=== Section Start ===

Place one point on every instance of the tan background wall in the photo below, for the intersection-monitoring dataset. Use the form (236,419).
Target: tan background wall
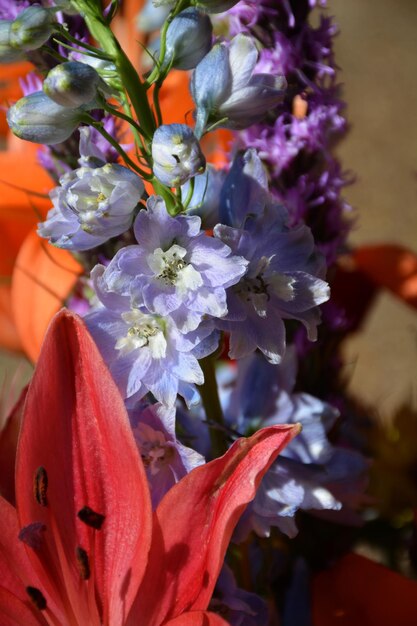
(377,51)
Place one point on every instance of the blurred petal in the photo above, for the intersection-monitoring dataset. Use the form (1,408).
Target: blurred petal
(390,266)
(198,618)
(358,591)
(15,612)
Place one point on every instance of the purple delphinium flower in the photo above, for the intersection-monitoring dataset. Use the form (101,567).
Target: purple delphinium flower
(311,473)
(283,281)
(166,459)
(176,269)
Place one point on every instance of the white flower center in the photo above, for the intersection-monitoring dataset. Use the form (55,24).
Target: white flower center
(171,268)
(155,450)
(144,331)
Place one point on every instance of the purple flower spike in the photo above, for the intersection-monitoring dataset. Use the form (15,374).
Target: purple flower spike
(91,205)
(176,269)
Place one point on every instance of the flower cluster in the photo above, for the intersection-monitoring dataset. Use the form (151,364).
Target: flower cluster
(189,270)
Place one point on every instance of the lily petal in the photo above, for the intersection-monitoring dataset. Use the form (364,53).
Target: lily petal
(15,569)
(74,420)
(193,525)
(15,612)
(8,446)
(198,618)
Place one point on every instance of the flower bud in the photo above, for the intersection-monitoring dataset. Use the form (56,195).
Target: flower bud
(188,39)
(176,154)
(216,6)
(151,18)
(31,29)
(39,119)
(72,84)
(226,88)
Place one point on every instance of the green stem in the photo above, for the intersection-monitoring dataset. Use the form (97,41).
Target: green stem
(135,89)
(119,149)
(211,402)
(156,74)
(166,194)
(123,116)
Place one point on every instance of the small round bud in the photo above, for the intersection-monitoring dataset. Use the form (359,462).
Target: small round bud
(188,39)
(31,29)
(72,84)
(176,154)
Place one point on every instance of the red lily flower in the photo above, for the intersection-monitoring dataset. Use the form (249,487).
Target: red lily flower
(90,551)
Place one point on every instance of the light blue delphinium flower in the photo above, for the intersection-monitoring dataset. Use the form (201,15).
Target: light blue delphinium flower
(225,88)
(176,269)
(283,281)
(166,459)
(93,203)
(188,39)
(39,119)
(311,473)
(73,84)
(176,154)
(244,194)
(146,352)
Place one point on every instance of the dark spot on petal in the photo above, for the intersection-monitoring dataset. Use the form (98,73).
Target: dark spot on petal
(91,518)
(37,598)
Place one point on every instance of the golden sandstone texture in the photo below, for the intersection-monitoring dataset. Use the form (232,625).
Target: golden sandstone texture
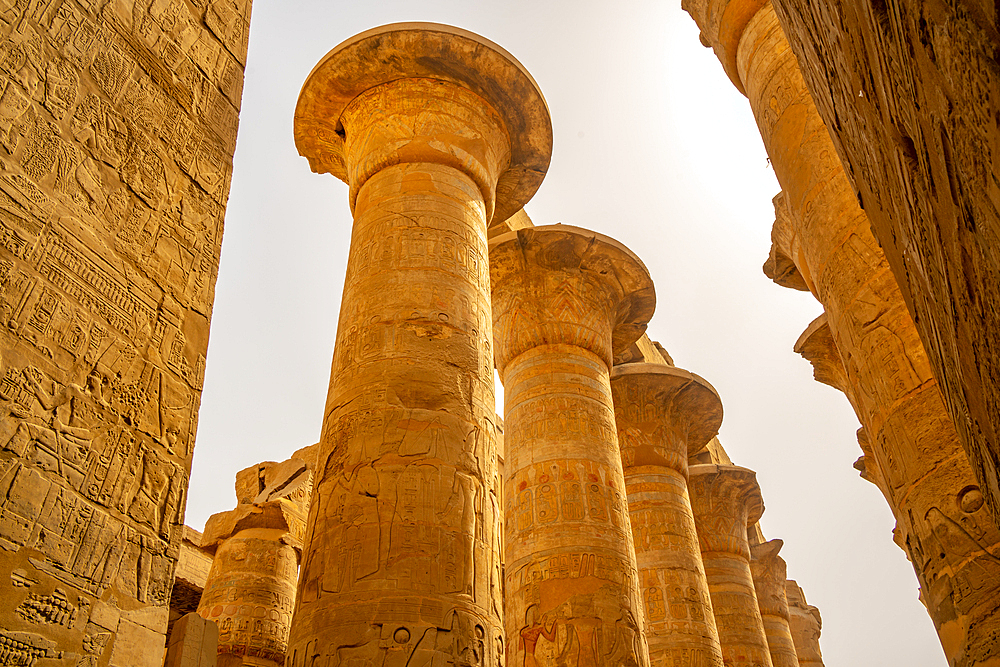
(919,135)
(866,344)
(117,126)
(436,131)
(600,522)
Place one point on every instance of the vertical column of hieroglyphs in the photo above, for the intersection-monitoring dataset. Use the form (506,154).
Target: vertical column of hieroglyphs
(806,624)
(565,300)
(769,575)
(664,415)
(117,128)
(250,590)
(948,535)
(725,500)
(437,131)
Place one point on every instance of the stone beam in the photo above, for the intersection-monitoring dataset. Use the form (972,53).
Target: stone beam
(437,132)
(257,547)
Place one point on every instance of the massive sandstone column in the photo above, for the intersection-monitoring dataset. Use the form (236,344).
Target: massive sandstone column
(823,232)
(726,499)
(769,576)
(664,415)
(117,130)
(565,300)
(436,131)
(805,624)
(250,589)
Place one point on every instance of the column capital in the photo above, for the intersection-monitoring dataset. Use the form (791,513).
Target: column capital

=== Section End ===

* _Work item_
Put each line of the listing above into the copy exactly, dropping the pictures.

* _Task output_
Place one point on every instance of the tan background wall in the photo below, for the intersection-monitoring dataset. Use the form (236,419).
Target: tan background wall
(377,51)
Place one point on every instance of the blurred petal in the photo above, for the intersection-monitoring dataset. Use the form (1,408).
Target: blurred petal
(390,266)
(198,618)
(358,591)
(15,612)
Place one point on every instance of the purple delphinium flower in the photo above, for the intersection-monitoring dataset. Use the form (101,567).
Target: purple delphinium flower
(311,473)
(283,281)
(166,459)
(176,269)
Place one point on every instance of the white flower center in the photo above, for the intersection-monitoring dataset. Use the form (55,24).
Target: white flower center
(171,268)
(155,450)
(144,331)
Place one point on every instance of the purple flower spike in the photo above, for the intersection-monitoring dataset. Use the form (15,374).
Target: purple flower spike
(91,205)
(176,269)
Place one point on every instance of the flower cluster in the photo above, for the intersection-monitoring dataset. Use the form (151,364).
Target: flower cluster
(189,270)
Place one point on every instance of the lily petal in the photo above, for the intersection-monitoring dataset. Use the form (364,53).
Target: lily petal
(15,569)
(74,420)
(193,525)
(15,612)
(8,446)
(198,618)
Place one point on every instance of the flower bud in the photo above, for the intersection-monitoring dataset. Use the form (56,195).
Target: flower bud
(188,39)
(176,154)
(216,6)
(151,18)
(31,29)
(39,119)
(72,84)
(226,88)
Place one point on every instance of the green stem in the photo above, for the intersection-monitoring dataset. Use the form (97,41).
Target: green stem
(135,89)
(119,149)
(211,402)
(156,74)
(166,194)
(123,116)
Place one point on every instance of the small round bud in the photo above, for the intersection-monitoring dataset. Use the form (359,462).
Target: small round bud
(188,39)
(31,29)
(72,84)
(176,154)
Place one point on every instance of the red lily flower in the photo above, for the intersection-monitoring dataset. Use the form (249,487).
Target: red lily flower
(90,551)
Place one point on every instance of the light blue delphinium flower in the photo above, for the intersection-monitoring dataset. Use the form (201,15).
Target: light blue delphinium flower
(225,88)
(176,269)
(283,281)
(166,459)
(93,203)
(188,39)
(39,119)
(311,473)
(73,84)
(176,154)
(244,194)
(146,352)
Place one point on every instance of the dark spot on petal in the photo above, for the intersection-monitoring dataset. Use the form (98,73).
Target: dark spot on petal
(91,518)
(37,598)
Place one point on every instance of the golden sandstone texture in the photo below, for the intersection-monitoring dataset. Use the form (232,625).
Target: golden sandstone texture
(919,135)
(866,344)
(117,126)
(436,131)
(600,522)
Place one point on every instance of the vertical column of hieroglyphs in the photo above, for the intersection-monitoring dataset. Use the form (506,154).
Target: vertical column of hieroglyphs
(806,624)
(565,300)
(769,575)
(664,415)
(117,128)
(250,590)
(948,535)
(725,500)
(437,131)
Place one point on every instance of the stone beam in the photo above, for the intersection-monitoring dataset. Use the form (972,53).
Target: stone beam
(437,132)
(257,547)
Place one point on every instance of the massive sandstone column in the photo above, for the intersection-monitoring dataset. Use the form (236,344).
Target: massive sandstone column
(823,232)
(726,499)
(769,576)
(664,415)
(117,130)
(565,300)
(436,131)
(805,624)
(250,589)
Place one point on every instance of the column capital in the photo above, for the intersection-monitoring dataset. Use the form (791,513).
Target: column capital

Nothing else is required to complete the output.